## Work to do:
Copy the following lines exactly as they appear.

## Data for the task:
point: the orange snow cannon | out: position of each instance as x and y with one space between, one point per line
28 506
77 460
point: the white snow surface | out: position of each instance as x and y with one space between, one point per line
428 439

## Exercise output:
point: the orange snow cannon | out: position of each instance as x and y with one space between, one point per line
28 506
77 460
point: the white snow surface | out: position of each instance as x and y with one space between, one point per line
428 439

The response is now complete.